TEXTABSCHNITT:

Ein Mann, der Gott vertraute (Teil 4)

Nach dieser Unterredung fühlte sich Hudson Taylor gebunden. Er durfte also Maria weder schreiben noch im Hause seiner Freunde sprechen. Eins aber wusste er jetzt: Zwischen Miss Aldersey und der Familie Dyer bestand kein Verwandtschaftsverhältnis. Deshalb bat er um die Erlaubnis, an Marias Onkel in London schreiben zu dürfen.

Nun konnte er die Sache ruhig dem Herrn überlassen. Und Gott enttäuschte ihn nicht. Gott hat seine eigenen Wege, seine Pläne durchzuführen. In diesem Fall bediente er sich eines Platzregens.

ARBEITSAUFTRAG: Nennen Sie alle Personen- und Familiennamen, die im Text über Hudson Taylor vorkommen. Die Auflistung ist eigenständiges Material und gehört nicht zum Text über Hudson Taylor.

AUFLISTUNG:
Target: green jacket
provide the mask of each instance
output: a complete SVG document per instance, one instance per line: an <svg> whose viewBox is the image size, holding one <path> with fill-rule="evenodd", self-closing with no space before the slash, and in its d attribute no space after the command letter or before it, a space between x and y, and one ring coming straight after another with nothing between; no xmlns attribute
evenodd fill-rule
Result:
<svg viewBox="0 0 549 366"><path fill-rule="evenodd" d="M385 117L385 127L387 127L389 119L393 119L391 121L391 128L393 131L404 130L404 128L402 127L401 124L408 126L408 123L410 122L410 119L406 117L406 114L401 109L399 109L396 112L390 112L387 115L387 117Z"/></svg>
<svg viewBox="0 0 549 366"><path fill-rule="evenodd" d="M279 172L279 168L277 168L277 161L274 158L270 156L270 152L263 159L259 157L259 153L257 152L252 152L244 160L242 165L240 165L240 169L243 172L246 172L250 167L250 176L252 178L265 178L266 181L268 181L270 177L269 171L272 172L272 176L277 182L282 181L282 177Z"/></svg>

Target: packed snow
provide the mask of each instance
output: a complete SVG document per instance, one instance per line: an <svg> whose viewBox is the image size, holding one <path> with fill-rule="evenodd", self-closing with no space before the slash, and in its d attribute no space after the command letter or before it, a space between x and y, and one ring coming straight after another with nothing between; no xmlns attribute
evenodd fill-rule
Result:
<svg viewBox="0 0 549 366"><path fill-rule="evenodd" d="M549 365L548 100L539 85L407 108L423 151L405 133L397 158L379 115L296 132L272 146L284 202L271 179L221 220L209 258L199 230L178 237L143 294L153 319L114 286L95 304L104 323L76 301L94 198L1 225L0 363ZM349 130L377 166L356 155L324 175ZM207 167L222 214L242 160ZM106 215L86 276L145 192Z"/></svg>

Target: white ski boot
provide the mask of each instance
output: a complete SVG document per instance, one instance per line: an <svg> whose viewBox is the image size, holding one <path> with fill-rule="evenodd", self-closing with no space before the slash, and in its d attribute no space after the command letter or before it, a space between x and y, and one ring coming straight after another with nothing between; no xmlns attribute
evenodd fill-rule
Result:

LÖSUNG: Hudson Taylor, Maria, Miss Aldersey, Familie Dyer